Task to complete >>
Write out the records below word for word, please.

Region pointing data
****
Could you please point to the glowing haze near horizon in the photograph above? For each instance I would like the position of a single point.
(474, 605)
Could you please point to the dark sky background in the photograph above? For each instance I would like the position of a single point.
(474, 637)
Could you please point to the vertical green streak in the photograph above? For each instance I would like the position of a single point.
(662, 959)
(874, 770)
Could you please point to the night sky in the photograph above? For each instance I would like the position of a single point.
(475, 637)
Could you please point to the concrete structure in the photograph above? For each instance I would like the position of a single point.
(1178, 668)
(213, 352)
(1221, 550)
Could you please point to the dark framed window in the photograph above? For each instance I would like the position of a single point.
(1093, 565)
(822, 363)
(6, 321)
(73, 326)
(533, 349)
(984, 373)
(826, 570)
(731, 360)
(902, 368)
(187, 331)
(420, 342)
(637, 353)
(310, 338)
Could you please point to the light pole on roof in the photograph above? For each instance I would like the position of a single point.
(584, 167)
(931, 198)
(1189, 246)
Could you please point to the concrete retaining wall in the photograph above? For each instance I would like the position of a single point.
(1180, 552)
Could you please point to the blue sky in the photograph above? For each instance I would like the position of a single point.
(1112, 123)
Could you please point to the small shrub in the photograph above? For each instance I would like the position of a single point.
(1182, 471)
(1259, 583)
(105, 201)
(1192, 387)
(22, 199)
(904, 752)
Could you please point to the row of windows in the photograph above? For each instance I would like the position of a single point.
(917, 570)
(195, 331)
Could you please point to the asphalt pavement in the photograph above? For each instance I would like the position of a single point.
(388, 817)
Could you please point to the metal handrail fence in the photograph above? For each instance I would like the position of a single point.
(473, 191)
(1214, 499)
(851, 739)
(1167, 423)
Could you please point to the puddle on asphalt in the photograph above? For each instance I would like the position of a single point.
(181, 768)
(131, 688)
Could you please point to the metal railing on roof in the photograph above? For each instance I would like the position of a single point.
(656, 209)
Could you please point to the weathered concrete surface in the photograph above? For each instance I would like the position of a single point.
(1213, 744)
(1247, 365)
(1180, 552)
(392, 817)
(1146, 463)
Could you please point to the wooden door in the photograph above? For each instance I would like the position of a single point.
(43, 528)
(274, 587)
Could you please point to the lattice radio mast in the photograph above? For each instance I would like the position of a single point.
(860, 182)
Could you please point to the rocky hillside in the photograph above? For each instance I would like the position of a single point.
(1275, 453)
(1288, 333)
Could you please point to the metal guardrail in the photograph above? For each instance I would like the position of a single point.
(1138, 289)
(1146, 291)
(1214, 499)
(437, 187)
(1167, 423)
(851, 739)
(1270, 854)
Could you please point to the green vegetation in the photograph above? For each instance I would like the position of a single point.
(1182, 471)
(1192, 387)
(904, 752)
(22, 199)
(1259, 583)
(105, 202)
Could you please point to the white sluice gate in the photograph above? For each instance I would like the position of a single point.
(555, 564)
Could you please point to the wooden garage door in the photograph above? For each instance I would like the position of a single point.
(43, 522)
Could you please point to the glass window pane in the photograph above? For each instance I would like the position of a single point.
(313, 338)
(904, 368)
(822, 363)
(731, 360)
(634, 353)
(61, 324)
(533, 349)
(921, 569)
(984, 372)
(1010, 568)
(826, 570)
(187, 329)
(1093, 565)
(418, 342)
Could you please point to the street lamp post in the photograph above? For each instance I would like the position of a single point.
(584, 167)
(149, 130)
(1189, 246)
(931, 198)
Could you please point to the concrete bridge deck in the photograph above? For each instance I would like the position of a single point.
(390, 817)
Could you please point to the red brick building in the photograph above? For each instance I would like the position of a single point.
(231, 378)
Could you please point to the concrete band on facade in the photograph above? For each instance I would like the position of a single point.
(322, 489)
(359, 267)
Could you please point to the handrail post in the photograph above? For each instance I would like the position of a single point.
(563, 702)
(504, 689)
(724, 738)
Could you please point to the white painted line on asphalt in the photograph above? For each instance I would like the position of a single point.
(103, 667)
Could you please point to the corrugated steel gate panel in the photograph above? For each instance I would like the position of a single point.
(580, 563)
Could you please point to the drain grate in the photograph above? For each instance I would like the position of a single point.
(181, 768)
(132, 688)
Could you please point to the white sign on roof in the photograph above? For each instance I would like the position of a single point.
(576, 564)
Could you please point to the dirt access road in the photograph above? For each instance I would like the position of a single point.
****
Task output >>
Could you please point to the glowing haze near horizon in the photograph above? For each instance I would like the position of a single point.
(474, 605)
Could you please point to the dark sky background in the photograph above? For each instance I would like the position of a single point.
(474, 637)
Could you please point to the vertical green streak in the photograph above? For each instance I would like the position of a single point.
(662, 959)
(874, 770)
Could you please point to the night sky in the photograph above? For each instance I would like the position of a single point.
(475, 637)
Could you please point to the concrete structure in the photograph above? For each instance I would like the position of a single point.
(1178, 668)
(213, 352)
(1221, 550)
Could you please point to the dark framed window in the photograph above? For each instance I would like the position of a single point.
(1093, 565)
(822, 363)
(6, 321)
(73, 326)
(533, 349)
(984, 373)
(826, 570)
(731, 360)
(902, 368)
(187, 331)
(420, 342)
(637, 353)
(310, 338)
Could you please point to the light pole on roof in the photograph above? For each instance I would like the position of a single point.
(584, 167)
(931, 198)
(1189, 246)
Could you please point to the concrete retaining wall in the photograph above? For each instance I would like the position of a single point.
(1180, 552)
Could you please point to the blue sky in the photograph above? For each instance I would like the position of a single point.
(1112, 123)
Could you please point to the small shrub in the photograph above? For each instance I would like the position of a single point.
(1182, 471)
(1259, 583)
(105, 201)
(1192, 387)
(22, 199)
(904, 752)
Could you please point to the row of windows in the photograph above? For each instance I would like the position of a single point.
(917, 570)
(195, 331)
Could you please point to the asphalt pavement in the photograph above? For each instance I would like the position of a single point.
(388, 817)
Could you please point to the metal handrail fence in the photograph above? For each instance I would like the position of a single point.
(473, 191)
(1214, 499)
(851, 739)
(1167, 423)
Could you please point to the puddle on asphalt in the photograph above? For each instance I would like the position of a single point.
(181, 768)
(131, 688)
Could you please point to the metal railing on roof in the photograph above? For each instance I would like the position of a single point.
(656, 209)
Could you please point to the weathered concrete surface in the photograph above? For each instance I would like the position of a single point.
(1213, 744)
(1247, 365)
(1180, 552)
(392, 817)
(1146, 463)
Could you please point to the wooden door in the photograph above? For each instance I would like the position of a single point.
(43, 528)
(274, 587)
Could you please point to the lattice radio mast in the photograph above? For each instance I would like the position of a single point.
(860, 182)
Could you please point to the rocky hillside in the photograph above? For each instance I would like the position of a single point.
(1275, 453)
(1288, 333)
Could you please point to the metal guardrail in the photograph above? For each instance I would like the position of a single point.
(1138, 289)
(1146, 291)
(1214, 499)
(437, 187)
(1167, 423)
(851, 739)
(1270, 854)
Could you please point to the green vegetation in the photograph above? For each instance I would like the position of a single point.
(1182, 471)
(1192, 387)
(904, 752)
(22, 199)
(1259, 583)
(105, 202)
Could you please point to the white sluice gate in the photograph above? For each instance I would like the position of a single point.
(555, 564)
Could you please point to the wooden garage door in the photograph above? For each instance I would like the position of a single point.
(43, 522)
Could you please point to the glass window pane in the photograph above? For each instance I would like the position of a single point.
(313, 338)
(904, 368)
(822, 363)
(731, 360)
(634, 353)
(61, 324)
(533, 349)
(921, 569)
(984, 372)
(1010, 568)
(826, 570)
(187, 329)
(1093, 565)
(418, 342)
Could you please point to the street lamp post in the photograph above? For each instance I would like the position of a single point.
(584, 167)
(149, 130)
(1189, 246)
(931, 198)
Could you please point to the concrete bridge deck in the photograph above? For each instance I would like the position of a single point.
(390, 817)
Could you please point to the red brick building in the photograph above? For each instance I would like the position of a single point.
(231, 378)
Could you please point to the concrete band on facade in the photograph above? For each instance I would like the position of a single point.
(322, 489)
(359, 267)
Could you please point to the handrail post in the photograph above? For each instance I would like the position of a single point.
(563, 702)
(504, 689)
(724, 738)
Could you please point to the white painted line on asphalt in the photograph above? For each instance I would like the position of a single point.
(103, 667)
Could you please point to the corrugated steel gate panel in the photograph above? For each instance I would like the position of a single point.
(580, 563)
Could you please point to the drain grate in the photograph above? For each instance I would like the position of a single point.
(181, 768)
(132, 688)
Could you please point to the white sign on roof in the photograph above? For each instance I would like the position of a single point.
(576, 564)
Could you please point to the dirt access road in the photograph above? For each instance I would like the position of a single point.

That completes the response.